Want to recruit veterans or enlisted members of the military? I’m guessing yes. There are 1 million+ people in the U.S. Armed Forces and 250,000 per year transition out of the U.S. military.

If you want to recruit veterans better, first you have to speak their language…their job lingo in particular.

Veterans and enlisted members speak of jobs in terms of “military job codes”. The U.S. Military uses the following sets of military job codes:

  • The U.S. Army and Marines use Military Occupational Specialty Codes (or “MOS Codes” for short). Their codes are here: Army MOS Codes List
  • The Air Force uses “AFSC Codes” (short for Air Force Specialty Codes). See the Air Force AFSC List
  • The Navy uses NEC Codes (Navy Enlisted Classification Codes). Their codes are here: Navy NEC Codes List

Military job codes are usually around 2 to 6 characters each. Some examples:

  • 26B = Information Systems Engineer
  • 42B = Human Resources Officer
  • 66B = Nurse
  • 5J = a Paralegal

So, for instance, a veteran looking for an HR job might search the Web for “42B jobs” (not HR jobs).

To recruit veteran and enlisted member candidates you can’t rely on just the job posting title and job description. You need to weave in that military job code somewhere.

The Good News: Top Boards Help Recruit Veterans for You

The good news is that leading job boards already support military job codes to help recruit veterans for you. The following job boards support military job codes in their job searches:

  • Indeed
  • Glassdoor
  • Google.com
  • CareerBuilder
  • LinkedIn

For example, if you search “42B” on one of those job boards, you’ll likely get a list of senior HR job postings. Many military-centric job boards support such searches too.

The Bad News: You Likely Don’t Support Veteran Job Search

The bad news is that your own company career site likely doesn’t support military job codes. You’re probably using your ATS job search on your career site and I don’t know of any ATS that supports military job codes.

===

Reproduce word for word everything in the article on recruiting veterans from "The Bad News: You" down to "supports military job codes.". The entries that come next are separate material and are not part of the article on recruiting veterans.

Image object location entries:
===

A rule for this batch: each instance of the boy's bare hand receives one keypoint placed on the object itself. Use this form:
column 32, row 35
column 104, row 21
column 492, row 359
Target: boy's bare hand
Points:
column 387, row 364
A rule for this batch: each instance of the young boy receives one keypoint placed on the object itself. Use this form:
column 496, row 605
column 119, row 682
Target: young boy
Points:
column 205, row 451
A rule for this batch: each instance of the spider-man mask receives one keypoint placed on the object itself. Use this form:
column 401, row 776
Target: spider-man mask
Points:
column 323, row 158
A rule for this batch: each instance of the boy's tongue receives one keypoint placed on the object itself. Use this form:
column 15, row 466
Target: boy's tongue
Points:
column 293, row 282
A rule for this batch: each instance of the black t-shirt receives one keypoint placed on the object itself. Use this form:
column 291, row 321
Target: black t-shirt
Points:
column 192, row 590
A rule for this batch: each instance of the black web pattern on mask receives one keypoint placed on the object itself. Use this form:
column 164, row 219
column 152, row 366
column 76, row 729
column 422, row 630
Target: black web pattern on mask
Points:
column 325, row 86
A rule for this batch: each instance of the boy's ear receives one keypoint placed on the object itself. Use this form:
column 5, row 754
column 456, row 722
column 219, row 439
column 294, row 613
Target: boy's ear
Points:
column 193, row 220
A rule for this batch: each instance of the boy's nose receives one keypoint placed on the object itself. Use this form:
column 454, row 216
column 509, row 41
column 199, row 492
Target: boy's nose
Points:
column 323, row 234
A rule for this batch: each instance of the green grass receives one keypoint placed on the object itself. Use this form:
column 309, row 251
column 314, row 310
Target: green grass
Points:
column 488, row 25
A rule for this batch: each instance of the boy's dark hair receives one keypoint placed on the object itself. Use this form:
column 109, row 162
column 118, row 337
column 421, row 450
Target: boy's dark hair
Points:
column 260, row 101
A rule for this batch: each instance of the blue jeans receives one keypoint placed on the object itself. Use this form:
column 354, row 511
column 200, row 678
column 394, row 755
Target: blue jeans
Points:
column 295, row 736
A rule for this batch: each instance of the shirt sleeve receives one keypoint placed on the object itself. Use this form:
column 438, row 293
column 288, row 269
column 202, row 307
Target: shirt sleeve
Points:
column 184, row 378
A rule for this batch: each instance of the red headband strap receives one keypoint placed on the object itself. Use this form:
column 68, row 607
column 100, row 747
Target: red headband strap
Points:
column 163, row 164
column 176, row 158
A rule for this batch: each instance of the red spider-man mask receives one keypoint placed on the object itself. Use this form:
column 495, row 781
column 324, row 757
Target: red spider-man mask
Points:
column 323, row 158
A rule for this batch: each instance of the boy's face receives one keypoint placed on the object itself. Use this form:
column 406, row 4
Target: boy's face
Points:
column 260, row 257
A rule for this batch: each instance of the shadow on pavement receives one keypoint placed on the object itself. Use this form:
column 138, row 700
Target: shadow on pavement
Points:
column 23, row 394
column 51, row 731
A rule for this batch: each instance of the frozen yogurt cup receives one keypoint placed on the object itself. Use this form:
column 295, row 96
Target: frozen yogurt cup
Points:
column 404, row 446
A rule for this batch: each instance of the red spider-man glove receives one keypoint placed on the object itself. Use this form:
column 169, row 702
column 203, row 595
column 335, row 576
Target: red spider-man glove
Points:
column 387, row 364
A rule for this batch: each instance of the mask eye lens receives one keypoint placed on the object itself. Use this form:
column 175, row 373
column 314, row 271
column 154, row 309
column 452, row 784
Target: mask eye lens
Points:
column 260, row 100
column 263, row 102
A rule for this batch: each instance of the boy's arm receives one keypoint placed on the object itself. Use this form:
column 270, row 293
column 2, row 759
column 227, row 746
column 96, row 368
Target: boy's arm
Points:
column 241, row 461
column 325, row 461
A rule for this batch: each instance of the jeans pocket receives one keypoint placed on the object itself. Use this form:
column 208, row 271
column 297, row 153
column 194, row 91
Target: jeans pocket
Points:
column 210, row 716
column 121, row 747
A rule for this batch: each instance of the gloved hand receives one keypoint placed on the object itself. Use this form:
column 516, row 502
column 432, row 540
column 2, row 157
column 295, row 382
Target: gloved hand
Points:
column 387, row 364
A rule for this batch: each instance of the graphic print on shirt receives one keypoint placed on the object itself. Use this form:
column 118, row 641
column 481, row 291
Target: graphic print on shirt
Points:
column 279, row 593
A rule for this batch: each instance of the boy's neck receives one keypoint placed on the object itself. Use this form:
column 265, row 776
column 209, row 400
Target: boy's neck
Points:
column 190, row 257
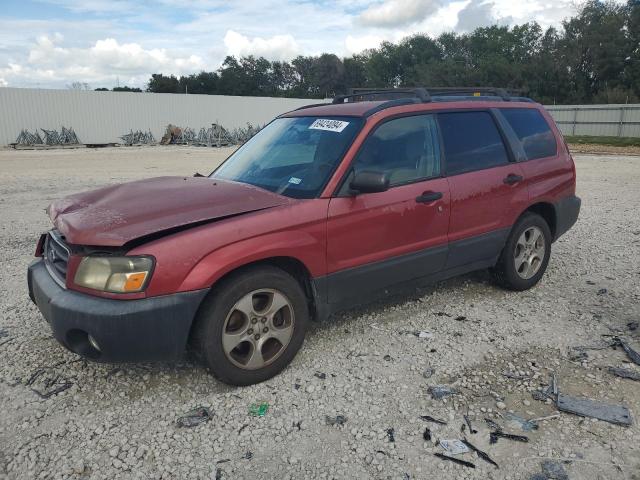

===

**Exercise solution:**
The Bad News: You Likely Don’t Support Veteran Job Search

The bad news is that your own company career site likely doesn’t support military job codes. You’re probably using your ATS job search on your career site and I don’t know of any ATS that supports military job codes.